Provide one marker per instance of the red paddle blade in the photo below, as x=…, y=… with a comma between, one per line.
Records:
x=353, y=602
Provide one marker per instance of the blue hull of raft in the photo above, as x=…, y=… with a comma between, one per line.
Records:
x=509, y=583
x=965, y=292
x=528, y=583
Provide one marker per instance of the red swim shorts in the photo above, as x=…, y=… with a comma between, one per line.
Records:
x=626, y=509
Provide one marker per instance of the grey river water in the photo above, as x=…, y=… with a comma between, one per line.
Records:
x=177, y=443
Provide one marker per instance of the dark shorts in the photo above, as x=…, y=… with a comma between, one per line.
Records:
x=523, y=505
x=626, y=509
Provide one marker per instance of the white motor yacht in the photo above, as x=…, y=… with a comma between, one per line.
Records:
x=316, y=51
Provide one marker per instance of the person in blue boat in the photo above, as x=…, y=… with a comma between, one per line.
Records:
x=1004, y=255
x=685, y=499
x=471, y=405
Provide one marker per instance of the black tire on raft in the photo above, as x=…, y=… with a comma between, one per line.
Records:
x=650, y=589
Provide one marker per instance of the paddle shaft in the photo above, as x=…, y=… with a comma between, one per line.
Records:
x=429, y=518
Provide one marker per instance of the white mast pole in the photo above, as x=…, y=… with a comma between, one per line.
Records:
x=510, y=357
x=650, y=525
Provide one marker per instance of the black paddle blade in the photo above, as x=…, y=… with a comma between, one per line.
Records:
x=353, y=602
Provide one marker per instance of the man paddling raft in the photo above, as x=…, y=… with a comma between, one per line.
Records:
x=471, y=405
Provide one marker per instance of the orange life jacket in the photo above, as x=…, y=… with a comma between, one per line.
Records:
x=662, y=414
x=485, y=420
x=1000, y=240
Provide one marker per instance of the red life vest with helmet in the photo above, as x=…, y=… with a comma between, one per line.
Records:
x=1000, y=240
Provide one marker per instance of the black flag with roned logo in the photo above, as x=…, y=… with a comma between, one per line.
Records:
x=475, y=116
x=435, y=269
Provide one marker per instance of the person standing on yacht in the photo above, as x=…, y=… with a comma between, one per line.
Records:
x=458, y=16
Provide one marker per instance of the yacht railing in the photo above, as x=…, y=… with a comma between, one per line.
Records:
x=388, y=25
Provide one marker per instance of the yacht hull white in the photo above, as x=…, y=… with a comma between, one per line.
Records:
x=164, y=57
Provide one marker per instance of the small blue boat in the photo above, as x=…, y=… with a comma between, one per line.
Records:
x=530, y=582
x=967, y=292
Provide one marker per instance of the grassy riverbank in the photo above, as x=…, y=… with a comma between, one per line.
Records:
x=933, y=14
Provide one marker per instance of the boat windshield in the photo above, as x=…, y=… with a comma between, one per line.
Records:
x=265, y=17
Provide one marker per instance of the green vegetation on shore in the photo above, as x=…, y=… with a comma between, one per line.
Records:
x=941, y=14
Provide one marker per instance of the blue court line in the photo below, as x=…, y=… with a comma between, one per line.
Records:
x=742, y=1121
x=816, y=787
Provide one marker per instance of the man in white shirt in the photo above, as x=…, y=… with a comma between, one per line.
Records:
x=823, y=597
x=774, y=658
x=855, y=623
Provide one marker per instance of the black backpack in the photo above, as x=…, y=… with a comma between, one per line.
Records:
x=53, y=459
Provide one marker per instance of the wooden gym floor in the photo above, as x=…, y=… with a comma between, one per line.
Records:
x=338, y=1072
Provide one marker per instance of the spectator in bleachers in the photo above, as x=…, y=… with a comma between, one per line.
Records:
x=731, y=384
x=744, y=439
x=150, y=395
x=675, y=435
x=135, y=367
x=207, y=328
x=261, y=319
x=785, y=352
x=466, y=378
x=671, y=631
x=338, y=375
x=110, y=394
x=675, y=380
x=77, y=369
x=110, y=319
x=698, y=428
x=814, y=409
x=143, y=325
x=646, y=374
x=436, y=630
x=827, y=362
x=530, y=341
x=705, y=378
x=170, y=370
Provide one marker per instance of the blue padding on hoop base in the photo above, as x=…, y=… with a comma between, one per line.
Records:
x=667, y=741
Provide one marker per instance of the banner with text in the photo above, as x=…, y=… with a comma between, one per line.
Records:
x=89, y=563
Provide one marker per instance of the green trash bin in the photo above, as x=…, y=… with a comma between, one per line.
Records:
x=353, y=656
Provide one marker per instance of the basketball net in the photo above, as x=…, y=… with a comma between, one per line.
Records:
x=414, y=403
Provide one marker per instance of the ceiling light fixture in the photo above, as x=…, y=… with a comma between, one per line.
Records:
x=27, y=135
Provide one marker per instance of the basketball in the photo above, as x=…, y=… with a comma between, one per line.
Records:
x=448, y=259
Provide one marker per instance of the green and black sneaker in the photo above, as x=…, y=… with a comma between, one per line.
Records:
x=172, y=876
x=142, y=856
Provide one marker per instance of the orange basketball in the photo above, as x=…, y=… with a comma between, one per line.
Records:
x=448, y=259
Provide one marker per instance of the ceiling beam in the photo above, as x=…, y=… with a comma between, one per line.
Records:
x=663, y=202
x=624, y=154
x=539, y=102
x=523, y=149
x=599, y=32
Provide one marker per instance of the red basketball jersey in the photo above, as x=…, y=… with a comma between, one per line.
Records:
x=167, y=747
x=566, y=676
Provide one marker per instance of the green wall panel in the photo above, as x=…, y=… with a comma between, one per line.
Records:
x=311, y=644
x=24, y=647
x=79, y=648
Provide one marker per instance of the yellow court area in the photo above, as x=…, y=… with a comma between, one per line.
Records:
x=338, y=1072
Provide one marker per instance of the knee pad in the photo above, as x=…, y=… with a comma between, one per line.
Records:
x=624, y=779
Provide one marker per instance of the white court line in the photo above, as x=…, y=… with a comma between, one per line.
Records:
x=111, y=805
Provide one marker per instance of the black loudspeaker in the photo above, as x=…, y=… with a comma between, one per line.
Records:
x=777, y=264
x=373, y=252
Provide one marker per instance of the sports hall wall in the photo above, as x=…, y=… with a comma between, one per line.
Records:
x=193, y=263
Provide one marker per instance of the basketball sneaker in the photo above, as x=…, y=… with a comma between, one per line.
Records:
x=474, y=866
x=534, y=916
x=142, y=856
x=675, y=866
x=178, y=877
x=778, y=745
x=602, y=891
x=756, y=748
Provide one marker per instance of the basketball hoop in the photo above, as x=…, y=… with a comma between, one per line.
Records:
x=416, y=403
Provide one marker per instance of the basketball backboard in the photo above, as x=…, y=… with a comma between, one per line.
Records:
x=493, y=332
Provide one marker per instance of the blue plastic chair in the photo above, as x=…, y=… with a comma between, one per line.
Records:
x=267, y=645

__REQUIRED WORK__
Set down all of the data above, word for word.

__TASK SOLUTION__
Provide one marker per instance of the red paddle blade in the photo below, as x=…, y=… with a comma between, one per line.
Records:
x=353, y=602
Provide one marker per instance of the blue hull of raft in the photo above, as x=…, y=… with a comma between, one per line.
Records:
x=509, y=583
x=965, y=292
x=528, y=583
Provide one marker per instance of the red swim shorts in the photo above, as x=…, y=… with a comma between, one per line.
Records:
x=626, y=509
Provide one marker per instance of the grey river water in the photo above, as x=…, y=… with a comma between, one per line.
Records:
x=177, y=443
Provide one marker per instance of the dark shorts in the photo above, as x=…, y=… with a comma between, one per line.
Records:
x=523, y=505
x=626, y=509
Provide one marker per instance of the white motor yacht in the photo above, as x=…, y=… with a comma between, one per line.
Records:
x=316, y=51
Provide one marker per instance of the person in blue boat in the photo above, as x=…, y=… with a comma between, one per line.
Records:
x=1004, y=255
x=685, y=499
x=471, y=405
Provide one marker per instance of the black tire on raft in the photo above, as x=…, y=… with a comma between, one per line.
Records:
x=650, y=589
Provide one marker per instance of the paddle shaft in the photo above, as x=…, y=… with a comma between, one per line.
Records:
x=429, y=518
Provide one marker per instance of the white mast pole in the photo above, as x=…, y=… with a comma between, one per line.
Records:
x=510, y=357
x=650, y=525
Provide one marker per instance of the black paddle blade in the photo above, as x=…, y=… with a comma between, one per line.
Records:
x=353, y=602
Provide one marker per instance of the man paddling raft in the photo above, as x=…, y=… with a comma between, one per line.
Records:
x=471, y=405
Provide one marker per instance of the orange life jacket in the photo above, as x=…, y=… with a comma between, one per line.
Records:
x=662, y=414
x=485, y=420
x=1000, y=240
Provide one marker per instance of the red life vest with helmet in the photo above, as x=…, y=… with a comma between, one per line.
Records:
x=1000, y=240
Provide one marker per instance of the black flag with roned logo in the photo above, as x=…, y=… with a comma between, one per line.
Records:
x=475, y=116
x=435, y=269
Provide one marker per instance of the person standing on yacht in the photo above, as x=…, y=… with a comma between, one per line.
Records:
x=458, y=16
Provide one marker per instance of the yacht railing in the photo above, as x=…, y=… with a comma between, one per line.
Records:
x=388, y=25
Provide one marker per instance of the yacht hull white in the photo above, as x=…, y=… with a comma between, one per line.
Records:
x=164, y=57
Provide one marker per instance of the small blue boat in the photo above, as x=…, y=… with a comma between, one per line.
Records:
x=530, y=582
x=967, y=292
Provide one marker per instance of the grassy riverbank in the photo above, as x=…, y=… with a comma between, one per line.
Records:
x=933, y=14
Provide one marker per instance of the boat windshield in the photo above, as x=…, y=… with a comma between, one per line.
Records:
x=265, y=17
Provide one marker per instance of the green vegetation on shore in the photo above, as x=…, y=… with a comma between, one per line.
Records:
x=941, y=14
Provide one marker per instance of the blue court line in the photo below, as x=…, y=… with a comma between, one per line.
Records:
x=742, y=1121
x=816, y=787
Provide one marker per instance of the man in white shirt in the photo above, as x=…, y=… with a comma between, one per line.
Records:
x=823, y=597
x=774, y=658
x=855, y=623
Provide one marker per instance of the black backpack in the photo above, as x=…, y=… with a comma between, one per line.
Records:
x=53, y=459
Provide one marker per instance of the wooden gym floor in the photo above, as x=…, y=… with a comma between, one per line.
Records:
x=338, y=1072
Provide one marker per instance of the spectator in bleachers in the photo above, as x=…, y=… with a comma between, one per line.
Records:
x=731, y=384
x=744, y=439
x=150, y=395
x=675, y=435
x=135, y=367
x=207, y=328
x=261, y=319
x=785, y=352
x=466, y=378
x=671, y=631
x=338, y=375
x=110, y=394
x=675, y=380
x=77, y=369
x=110, y=319
x=698, y=428
x=814, y=409
x=143, y=325
x=646, y=374
x=436, y=630
x=827, y=362
x=530, y=341
x=705, y=378
x=170, y=370
Provide one marker per instance of the blue padding on hoop base in the photo above, as x=…, y=… with a comma between, one per line.
Records:
x=667, y=741
Provide one marker per instance of the banner with text in the photo above, as x=…, y=… with a comma between, one per line.
Records:
x=89, y=563
Provide one marker per instance of the green trash bin in the photo above, as x=…, y=… with a comma between, one per line.
Records:
x=353, y=656
Provide one marker per instance of the basketball net in the photo above, as x=…, y=… with a comma between, one per line.
Records:
x=414, y=403
Provide one marker per instance of the ceiling light fixture in the photo above, as x=…, y=… with a comma between, one per line.
Records:
x=27, y=135
Provide one marker per instance of the basketball in the photo above, as x=…, y=… with a comma between, one per line.
Records:
x=448, y=259
Provide one marker per instance of the green and black sneaker in the photo above, as x=…, y=… with a comma between, one per line.
Records:
x=172, y=876
x=142, y=856
Provide one marker per instance of the orange basketball in the photo above, as x=…, y=… with a comma between, one per line.
Records:
x=448, y=259
Provide one marker per instance of the ceiling beam in the photo above, as x=…, y=… with a comma between, one per line.
Records:
x=663, y=202
x=624, y=154
x=539, y=102
x=523, y=149
x=599, y=32
Provide one marker per instance of the red basketball jersey in the photo above, as x=…, y=… with a comma between, one per line.
Records:
x=167, y=747
x=566, y=676
Provide one marker per instance of the green wall panel in the photo above, as x=…, y=… with a comma between, one per line.
Records:
x=311, y=644
x=24, y=647
x=79, y=648
Provide one marker per instance of the yellow court area in the photo above, as x=…, y=… with a comma between, one per line.
Records:
x=338, y=1072
Provide one marker per instance of the knee pad in the photo above, as x=…, y=… with a comma between, one per line.
Records:
x=624, y=779
Provide one marker per instance of the white court line in the photo above, as x=…, y=… with a comma between, one per line.
Records:
x=111, y=805
Provide one marker per instance of the black loudspeaker in the photo above, as x=…, y=… with a comma between, one per line.
Records:
x=777, y=264
x=373, y=252
Provide one marker per instance of the sports hall wall in the photo above, as x=…, y=… with a comma between, one per line.
Records:
x=193, y=263
Provide one marker per instance of the basketball sneaker in the photo above, as x=…, y=… with a comma between, one per line.
Records:
x=474, y=866
x=534, y=916
x=142, y=856
x=675, y=866
x=178, y=877
x=778, y=745
x=602, y=891
x=756, y=748
Provide one marker per instance of the basketball hoop in the photo above, as x=…, y=… with a comma between, one per line.
Records:
x=416, y=403
Provide one marker per instance of the basketball backboard in the photo above, as x=…, y=… with a comma between, one per line.
Records:
x=493, y=332
Provide one marker per instance of the blue plastic chair in the photo above, as x=…, y=… with a comma between, one per line.
Records:
x=267, y=645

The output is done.